Jairus

Harmony #34: No Faith So Feeble (Mark 5:21-43; Luke 8:40-56; Matthew 9:18-26)

When Jesus had crossed again in a boat and returned to the other side, a large crowd gathered around and welcomed him because they were all waiting for him by the sea. Then one of the synagogue rulers named Jairus came up because he had an only daughter, about twelve years old, and she was dying.

When he saw Jesus, he respectfully bowed low before him and fell at his feet. He asked him urgently, “My little daughter is near death. Come and lay your hands on her so that she may be healed and live.” Jesus went with him, and a large crowd followed and pressed around him.

Now a woman was there who had been suffering from a hemorrhage for twelve years but could not be healed by anyone. She had endured a great deal under the care of many doctors and had spent all that she had.

Raw data →

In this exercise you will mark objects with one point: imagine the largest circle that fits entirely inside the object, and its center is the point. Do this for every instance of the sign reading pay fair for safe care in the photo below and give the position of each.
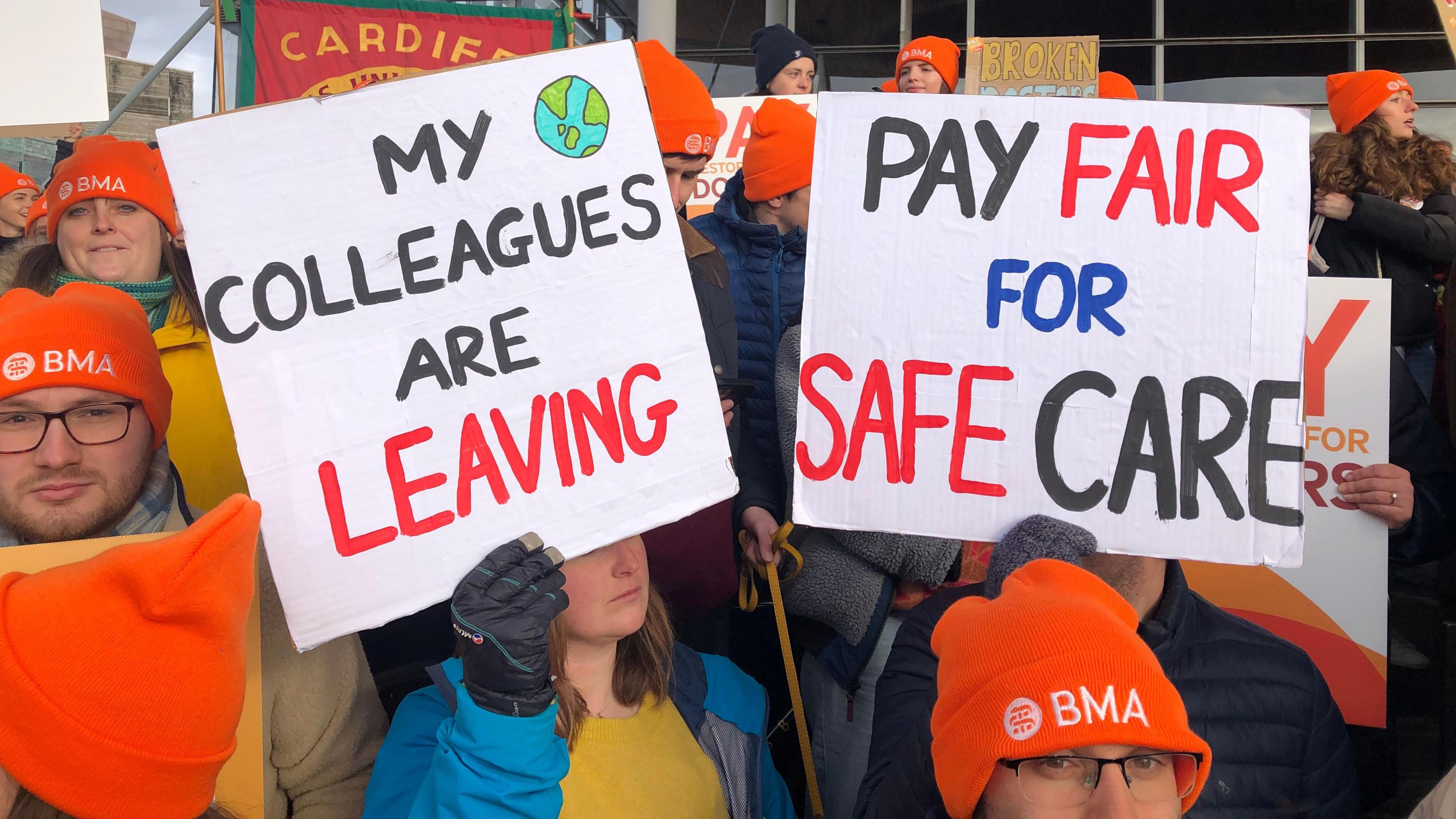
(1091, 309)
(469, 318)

---

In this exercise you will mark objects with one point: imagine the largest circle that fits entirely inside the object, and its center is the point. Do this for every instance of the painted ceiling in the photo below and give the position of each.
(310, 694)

Actions to take →
a) Rewrite the paragraph of the Jairus passage that begins "When he saw Jesus" in a more concise form, keeping its main facts.
b) Resume the Jairus passage after its final sentence.
The rows are drawn from a separate source.

Answers given →
a) On seeing Jesus, Jairus bowed low, fell at his feet, and urgently begged him to come lay his hands on his dying little daughter so that she might be healed and live. Jesus went with him, and a large crowd followed, pressing around him.

b)
("Take of the gum of Alexandria the weight of a silver coin; of alum the same; of crocus the same. Let them be bruised together, and given in wine to the woman that has an issue of blood. If this does not benefit, take of Persian onions three pints; boil them in wine, and give her to drink, and say, 'Arise from thy flux.'

If this does not cure her, set her in a place where two ways meet, and let her hold a cup of wine in her right hand, and let some one come behind and frighten her, and say, ' Arise from thy flux.' If these do no good, other doses, over ten in number, are prescribed, among them this:

Let them dig seven ditches, in which let them burn some cuttings of vines, not yet four years old. Let her take in her hand a cup of wine, and let them lead her away from this ditch, and make her sit down over that. And let them remove her from that, and make her sit down over another, saying to her at each remove, 'Arise from thy flux!'"[1])

Yet instead of getting better, she grew worse. (In addition, Leviticus 15:25-27 indicates that the woman would have been ceremonially unclean because of her illness. She wasn’t supposed to be around people. She was isolated, alone, and desperate.)

When she heard about Jesus, she came up behind him in the crowd and touched the edge of his cloak, for she kept saying, “If only I touch his clothes, I will be healed.” (She likely shared the superstition, common in her day, that the power of a person was transmitted through his clothing.[2])

(“She dimly believes that, somehow or other, this miracle-working Rabbi will heal her, but the cure is to be a piece of magic, secured by material contact of her finger with His robe. She has no idea that Christ’s will, or His knowledge, much less His love, has anything to do with it.”[3])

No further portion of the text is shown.